• WHAT IS ASKED:
From the line containing "the wooden boardwalk" down to the last line of the material, return those lines verbatim and only those.

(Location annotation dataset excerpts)
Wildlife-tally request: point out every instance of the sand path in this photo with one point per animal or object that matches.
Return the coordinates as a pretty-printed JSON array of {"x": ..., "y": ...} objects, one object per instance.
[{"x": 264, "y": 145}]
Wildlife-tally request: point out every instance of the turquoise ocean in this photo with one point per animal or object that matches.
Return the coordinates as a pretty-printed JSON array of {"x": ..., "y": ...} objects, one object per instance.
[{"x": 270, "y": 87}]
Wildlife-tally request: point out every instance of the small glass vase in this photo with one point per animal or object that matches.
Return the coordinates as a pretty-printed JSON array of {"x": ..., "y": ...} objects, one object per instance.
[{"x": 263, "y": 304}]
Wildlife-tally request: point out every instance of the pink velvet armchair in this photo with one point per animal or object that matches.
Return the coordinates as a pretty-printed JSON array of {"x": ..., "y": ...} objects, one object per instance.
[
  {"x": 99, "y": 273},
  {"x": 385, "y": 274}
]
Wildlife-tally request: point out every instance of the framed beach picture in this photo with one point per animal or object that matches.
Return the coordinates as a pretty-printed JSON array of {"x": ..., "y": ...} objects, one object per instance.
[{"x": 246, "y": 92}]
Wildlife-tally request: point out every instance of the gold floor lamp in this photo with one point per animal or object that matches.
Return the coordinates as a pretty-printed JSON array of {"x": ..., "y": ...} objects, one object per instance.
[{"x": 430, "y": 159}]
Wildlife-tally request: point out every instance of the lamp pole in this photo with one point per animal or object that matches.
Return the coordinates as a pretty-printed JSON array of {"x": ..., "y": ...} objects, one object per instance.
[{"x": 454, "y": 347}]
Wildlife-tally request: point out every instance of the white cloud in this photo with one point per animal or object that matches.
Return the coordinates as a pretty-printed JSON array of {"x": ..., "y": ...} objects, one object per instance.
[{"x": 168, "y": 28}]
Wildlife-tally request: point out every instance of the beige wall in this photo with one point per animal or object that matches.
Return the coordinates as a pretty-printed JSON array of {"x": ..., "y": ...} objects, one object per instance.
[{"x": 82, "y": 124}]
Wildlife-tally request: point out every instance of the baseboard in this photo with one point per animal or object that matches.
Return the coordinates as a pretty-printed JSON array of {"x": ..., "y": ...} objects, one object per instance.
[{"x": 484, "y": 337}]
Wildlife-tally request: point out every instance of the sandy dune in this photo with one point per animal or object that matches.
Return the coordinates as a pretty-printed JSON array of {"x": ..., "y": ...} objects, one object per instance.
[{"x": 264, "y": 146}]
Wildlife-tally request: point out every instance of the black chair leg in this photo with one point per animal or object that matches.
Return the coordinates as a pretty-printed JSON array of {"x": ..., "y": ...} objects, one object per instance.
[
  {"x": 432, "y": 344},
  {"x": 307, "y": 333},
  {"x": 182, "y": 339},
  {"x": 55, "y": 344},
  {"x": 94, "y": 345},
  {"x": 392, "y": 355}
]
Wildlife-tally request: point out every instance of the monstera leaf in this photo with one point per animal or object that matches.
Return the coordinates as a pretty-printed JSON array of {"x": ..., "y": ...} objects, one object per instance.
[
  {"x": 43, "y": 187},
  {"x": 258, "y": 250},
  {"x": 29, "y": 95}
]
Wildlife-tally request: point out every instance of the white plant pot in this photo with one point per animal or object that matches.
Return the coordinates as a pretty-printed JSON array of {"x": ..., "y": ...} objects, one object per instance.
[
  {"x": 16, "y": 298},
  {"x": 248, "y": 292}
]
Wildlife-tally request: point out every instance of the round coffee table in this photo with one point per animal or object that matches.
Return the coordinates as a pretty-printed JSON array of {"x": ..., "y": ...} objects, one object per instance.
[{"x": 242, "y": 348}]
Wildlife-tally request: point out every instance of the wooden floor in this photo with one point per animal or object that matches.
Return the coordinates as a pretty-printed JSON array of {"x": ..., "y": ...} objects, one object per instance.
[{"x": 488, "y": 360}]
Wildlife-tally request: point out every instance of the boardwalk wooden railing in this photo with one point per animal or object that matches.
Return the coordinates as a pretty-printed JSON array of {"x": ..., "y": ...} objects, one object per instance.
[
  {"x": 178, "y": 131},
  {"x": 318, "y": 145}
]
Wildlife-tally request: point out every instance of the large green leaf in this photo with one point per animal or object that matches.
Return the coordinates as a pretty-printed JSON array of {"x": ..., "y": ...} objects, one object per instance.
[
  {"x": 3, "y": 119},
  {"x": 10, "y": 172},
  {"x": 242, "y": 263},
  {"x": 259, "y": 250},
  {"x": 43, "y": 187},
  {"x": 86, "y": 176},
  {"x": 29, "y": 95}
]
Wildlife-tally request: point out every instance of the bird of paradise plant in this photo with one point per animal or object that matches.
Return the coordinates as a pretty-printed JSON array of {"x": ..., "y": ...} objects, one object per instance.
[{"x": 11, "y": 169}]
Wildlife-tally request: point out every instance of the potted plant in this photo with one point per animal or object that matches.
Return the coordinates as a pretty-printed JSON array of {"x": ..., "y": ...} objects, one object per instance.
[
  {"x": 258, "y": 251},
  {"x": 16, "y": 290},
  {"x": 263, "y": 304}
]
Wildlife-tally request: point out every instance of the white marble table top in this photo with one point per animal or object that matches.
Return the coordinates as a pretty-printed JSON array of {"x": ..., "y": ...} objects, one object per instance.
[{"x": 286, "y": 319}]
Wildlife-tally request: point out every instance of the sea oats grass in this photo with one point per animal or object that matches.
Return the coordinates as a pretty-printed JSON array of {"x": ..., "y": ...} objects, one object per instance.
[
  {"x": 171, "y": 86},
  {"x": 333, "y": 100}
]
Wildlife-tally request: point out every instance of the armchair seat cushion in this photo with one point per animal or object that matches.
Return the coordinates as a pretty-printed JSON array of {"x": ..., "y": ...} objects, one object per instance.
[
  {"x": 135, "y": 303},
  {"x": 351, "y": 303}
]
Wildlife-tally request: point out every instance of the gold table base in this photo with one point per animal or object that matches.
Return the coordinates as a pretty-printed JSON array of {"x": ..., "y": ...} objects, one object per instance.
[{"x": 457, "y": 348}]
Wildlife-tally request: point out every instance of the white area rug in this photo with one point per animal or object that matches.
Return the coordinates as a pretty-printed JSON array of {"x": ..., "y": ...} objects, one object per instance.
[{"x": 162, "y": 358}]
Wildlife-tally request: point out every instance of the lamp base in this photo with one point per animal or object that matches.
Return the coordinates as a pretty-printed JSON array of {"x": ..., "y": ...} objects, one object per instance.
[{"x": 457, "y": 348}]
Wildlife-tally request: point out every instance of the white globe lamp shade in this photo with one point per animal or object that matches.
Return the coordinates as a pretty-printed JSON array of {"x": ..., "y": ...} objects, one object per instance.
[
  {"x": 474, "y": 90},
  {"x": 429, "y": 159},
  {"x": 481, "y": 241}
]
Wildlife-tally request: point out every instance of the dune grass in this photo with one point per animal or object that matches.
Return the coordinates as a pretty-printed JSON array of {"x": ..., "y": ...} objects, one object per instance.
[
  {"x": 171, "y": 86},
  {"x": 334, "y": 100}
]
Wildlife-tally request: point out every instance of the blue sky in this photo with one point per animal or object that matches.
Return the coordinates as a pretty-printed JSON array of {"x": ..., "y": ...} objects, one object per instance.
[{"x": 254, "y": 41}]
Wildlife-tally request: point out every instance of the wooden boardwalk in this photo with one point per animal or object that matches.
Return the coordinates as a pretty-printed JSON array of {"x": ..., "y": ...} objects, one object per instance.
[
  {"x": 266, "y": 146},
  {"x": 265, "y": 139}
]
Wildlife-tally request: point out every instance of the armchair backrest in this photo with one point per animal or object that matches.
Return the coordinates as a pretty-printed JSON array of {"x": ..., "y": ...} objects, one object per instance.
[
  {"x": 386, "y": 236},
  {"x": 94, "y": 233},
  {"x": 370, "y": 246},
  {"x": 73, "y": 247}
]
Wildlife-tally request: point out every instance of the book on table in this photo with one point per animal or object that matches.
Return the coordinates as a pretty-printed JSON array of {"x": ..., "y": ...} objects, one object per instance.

• COMPLETED EXERCISE:
Wildlife-tally request: point out every instance of the wooden boardwalk in this photo with one point per animal or object that matches.
Return the coordinates as a pretty-printed JSON array of {"x": ..., "y": ...} objects, one object per instance.
[
  {"x": 266, "y": 146},
  {"x": 265, "y": 139}
]
Wildlife-tally request: point out every instance of the armchair backrest in this photo with one point per animal or object that matches.
Return the coordinates as a pretty-printed JSON array of {"x": ..., "y": ...} objects, one object per instance.
[
  {"x": 386, "y": 236},
  {"x": 94, "y": 233},
  {"x": 370, "y": 246},
  {"x": 73, "y": 247}
]
Wildlife-tally request: point out every instance of the book on table in this photo with one point per animal or object that matches.
Return the coordinates as a pretty-printed JSON array of {"x": ..., "y": ...} objects, one object per instance.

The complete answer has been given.